**Requirements**: Extract every line of the items below that contains the string "soil", matching case exactly.

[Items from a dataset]
——————————

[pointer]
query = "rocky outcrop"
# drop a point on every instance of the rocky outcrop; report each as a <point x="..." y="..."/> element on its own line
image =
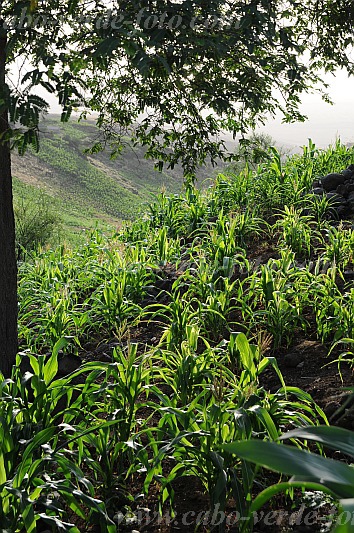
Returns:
<point x="339" y="189"/>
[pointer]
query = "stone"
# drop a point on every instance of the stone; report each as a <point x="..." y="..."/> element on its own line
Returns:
<point x="336" y="199"/>
<point x="348" y="172"/>
<point x="331" y="181"/>
<point x="293" y="359"/>
<point x="68" y="363"/>
<point x="318" y="190"/>
<point x="342" y="190"/>
<point x="348" y="275"/>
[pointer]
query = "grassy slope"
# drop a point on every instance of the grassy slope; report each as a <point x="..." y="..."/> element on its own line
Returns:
<point x="88" y="190"/>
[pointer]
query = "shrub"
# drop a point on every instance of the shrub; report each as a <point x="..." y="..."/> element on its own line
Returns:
<point x="35" y="224"/>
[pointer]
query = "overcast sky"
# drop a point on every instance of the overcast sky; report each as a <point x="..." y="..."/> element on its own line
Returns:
<point x="325" y="122"/>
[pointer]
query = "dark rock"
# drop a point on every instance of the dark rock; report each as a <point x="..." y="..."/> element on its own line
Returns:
<point x="342" y="190"/>
<point x="348" y="172"/>
<point x="331" y="181"/>
<point x="68" y="363"/>
<point x="331" y="408"/>
<point x="342" y="210"/>
<point x="293" y="359"/>
<point x="336" y="199"/>
<point x="348" y="275"/>
<point x="349" y="187"/>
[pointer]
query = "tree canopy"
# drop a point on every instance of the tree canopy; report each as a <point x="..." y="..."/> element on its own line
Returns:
<point x="172" y="75"/>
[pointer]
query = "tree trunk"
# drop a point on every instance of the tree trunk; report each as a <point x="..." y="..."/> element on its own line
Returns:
<point x="8" y="264"/>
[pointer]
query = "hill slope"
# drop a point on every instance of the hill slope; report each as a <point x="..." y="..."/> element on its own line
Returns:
<point x="88" y="189"/>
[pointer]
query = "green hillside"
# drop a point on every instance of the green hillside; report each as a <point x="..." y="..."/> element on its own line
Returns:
<point x="87" y="190"/>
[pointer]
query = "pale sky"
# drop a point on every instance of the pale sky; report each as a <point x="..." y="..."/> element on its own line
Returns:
<point x="325" y="122"/>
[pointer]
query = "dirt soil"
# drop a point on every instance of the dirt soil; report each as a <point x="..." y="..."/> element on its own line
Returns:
<point x="305" y="364"/>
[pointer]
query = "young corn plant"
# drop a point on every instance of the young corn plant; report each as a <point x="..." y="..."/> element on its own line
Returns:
<point x="228" y="408"/>
<point x="308" y="470"/>
<point x="296" y="232"/>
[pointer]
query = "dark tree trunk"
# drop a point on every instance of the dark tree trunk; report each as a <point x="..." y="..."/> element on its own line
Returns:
<point x="8" y="265"/>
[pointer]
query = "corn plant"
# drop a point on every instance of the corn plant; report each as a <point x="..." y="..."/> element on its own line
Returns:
<point x="296" y="232"/>
<point x="229" y="408"/>
<point x="339" y="246"/>
<point x="308" y="471"/>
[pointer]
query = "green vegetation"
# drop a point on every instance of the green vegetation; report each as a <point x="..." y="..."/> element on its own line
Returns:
<point x="191" y="326"/>
<point x="88" y="191"/>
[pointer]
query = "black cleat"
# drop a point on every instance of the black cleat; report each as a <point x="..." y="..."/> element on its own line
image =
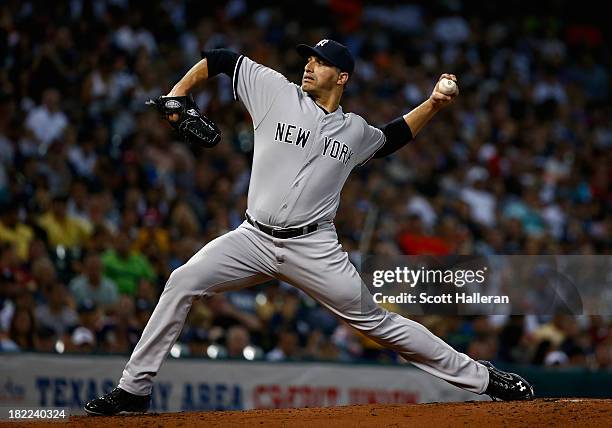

——————————

**Reply**:
query = "dirt soil"
# drop a point on every instance of the dirt soil; report each as a <point x="..." y="..."/> element on its own line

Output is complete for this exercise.